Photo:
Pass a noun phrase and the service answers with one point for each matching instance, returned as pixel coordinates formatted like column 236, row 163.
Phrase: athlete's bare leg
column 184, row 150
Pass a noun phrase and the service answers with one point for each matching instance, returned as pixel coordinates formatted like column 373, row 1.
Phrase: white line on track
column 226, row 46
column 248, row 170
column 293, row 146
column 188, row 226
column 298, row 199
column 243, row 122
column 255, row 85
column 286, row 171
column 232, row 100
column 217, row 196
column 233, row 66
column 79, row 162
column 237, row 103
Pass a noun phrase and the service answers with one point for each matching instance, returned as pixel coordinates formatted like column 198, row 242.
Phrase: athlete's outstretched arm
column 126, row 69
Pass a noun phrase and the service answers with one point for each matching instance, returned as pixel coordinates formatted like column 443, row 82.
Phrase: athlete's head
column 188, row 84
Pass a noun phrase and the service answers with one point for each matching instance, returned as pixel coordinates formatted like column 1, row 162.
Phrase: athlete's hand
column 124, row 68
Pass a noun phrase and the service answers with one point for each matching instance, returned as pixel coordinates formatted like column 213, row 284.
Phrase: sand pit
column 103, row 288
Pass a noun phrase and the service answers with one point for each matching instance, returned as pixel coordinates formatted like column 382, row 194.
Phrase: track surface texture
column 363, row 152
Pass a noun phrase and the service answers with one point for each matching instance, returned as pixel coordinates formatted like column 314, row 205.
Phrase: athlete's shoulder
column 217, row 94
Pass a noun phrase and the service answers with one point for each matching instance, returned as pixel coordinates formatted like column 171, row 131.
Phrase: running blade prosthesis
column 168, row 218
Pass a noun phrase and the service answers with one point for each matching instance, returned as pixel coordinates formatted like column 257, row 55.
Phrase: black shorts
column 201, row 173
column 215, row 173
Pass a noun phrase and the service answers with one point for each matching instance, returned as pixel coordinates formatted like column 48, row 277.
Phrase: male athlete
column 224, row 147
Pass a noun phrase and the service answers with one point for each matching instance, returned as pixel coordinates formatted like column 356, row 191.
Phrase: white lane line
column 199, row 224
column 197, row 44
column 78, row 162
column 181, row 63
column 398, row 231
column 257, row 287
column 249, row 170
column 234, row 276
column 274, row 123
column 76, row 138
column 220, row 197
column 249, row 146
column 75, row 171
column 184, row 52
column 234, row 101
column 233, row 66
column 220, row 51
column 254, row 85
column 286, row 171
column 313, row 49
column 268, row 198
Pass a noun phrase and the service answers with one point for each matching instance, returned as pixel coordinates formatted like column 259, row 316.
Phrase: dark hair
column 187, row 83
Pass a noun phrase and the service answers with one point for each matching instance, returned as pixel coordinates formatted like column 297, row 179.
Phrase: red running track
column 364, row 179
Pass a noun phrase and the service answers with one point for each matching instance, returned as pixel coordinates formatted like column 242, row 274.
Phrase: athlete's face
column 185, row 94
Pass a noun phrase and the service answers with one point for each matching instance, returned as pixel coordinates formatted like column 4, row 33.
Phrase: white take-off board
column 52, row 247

----

THE TASK:
Your answer should be the data above, retyped exactly.

FINAL ANSWER:
Photo:
Pass a noun phrase and the service answers with one point for each matching instance, returned as pixel coordinates formatted like column 236, row 163.
Phrase: athlete's bare leg
column 184, row 150
Pass a noun phrase and the service answers with one point for each matching instance, returned as pixel coordinates formatted like column 373, row 1.
Phrase: white line on track
column 226, row 46
column 248, row 170
column 293, row 146
column 188, row 226
column 298, row 199
column 243, row 122
column 255, row 85
column 286, row 171
column 232, row 100
column 217, row 196
column 233, row 66
column 79, row 162
column 237, row 103
Pass a noun phrase and the service answers with one point for each matching instance, returned as pixel coordinates formatted like column 198, row 242.
Phrase: athlete's outstretched arm
column 126, row 69
Pass a noun phrase and the service answers with one point for each matching instance, returned as pixel coordinates formatted like column 443, row 82.
Phrase: athlete's head
column 188, row 84
Pass a noun phrase and the service answers with one point for each matching instance, returned as pixel coordinates formatted like column 1, row 162.
Phrase: athlete's hand
column 124, row 68
Pass a noun phrase and the service answers with one point for each matching instance, returned as pixel coordinates formatted like column 213, row 284.
Phrase: sand pit
column 103, row 288
Pass a noun phrase and the service answers with one point for each matching instance, returned as pixel coordinates formatted like column 382, row 194.
Phrase: track surface texture
column 363, row 152
Pass a noun phrase and the service answers with one point for each matching instance, returned as pixel coordinates formatted like column 314, row 205.
Phrase: athlete's shoulder
column 217, row 94
Pass a noun phrase and the service answers with one point for each matching instance, returned as pixel coordinates formatted like column 171, row 131.
Phrase: running blade prosthesis
column 168, row 218
Pass a noun phrase and the service answers with one point for each matching instance, returned as pixel coordinates formatted like column 257, row 55.
Phrase: black shorts
column 201, row 173
column 215, row 173
Pass a noun phrase and the service answers with one point for each matching instance, returned as pixel coordinates formatted like column 48, row 277.
Phrase: male athlete
column 224, row 147
Pass a noun phrase and the service answers with one point for each matching instance, returned as pixel coordinates formatted like column 356, row 191.
Phrase: white lane line
column 199, row 224
column 197, row 44
column 78, row 162
column 181, row 63
column 398, row 231
column 257, row 287
column 249, row 170
column 234, row 276
column 274, row 123
column 76, row 138
column 220, row 197
column 249, row 146
column 75, row 171
column 184, row 52
column 234, row 101
column 233, row 66
column 220, row 51
column 254, row 85
column 286, row 171
column 313, row 49
column 268, row 198
Pass a noun phrase and the service answers with one point for each matching instance, returned as pixel coordinates formatted like column 259, row 316.
Phrase: dark hair
column 187, row 83
Pass a noun phrase and the service answers with one point for each matching instance, returned as pixel coordinates formatted like column 297, row 179.
Phrase: red running track
column 364, row 179
Pass a noun phrase and the service answers with one point for each matching instance, returned as pixel coordinates formatted like column 242, row 274.
Phrase: athlete's face
column 185, row 94
Pass a noun phrase and the service answers with one point for each matching instance, returned as pixel coordinates formatted like column 4, row 33.
Phrase: white take-off board
column 52, row 247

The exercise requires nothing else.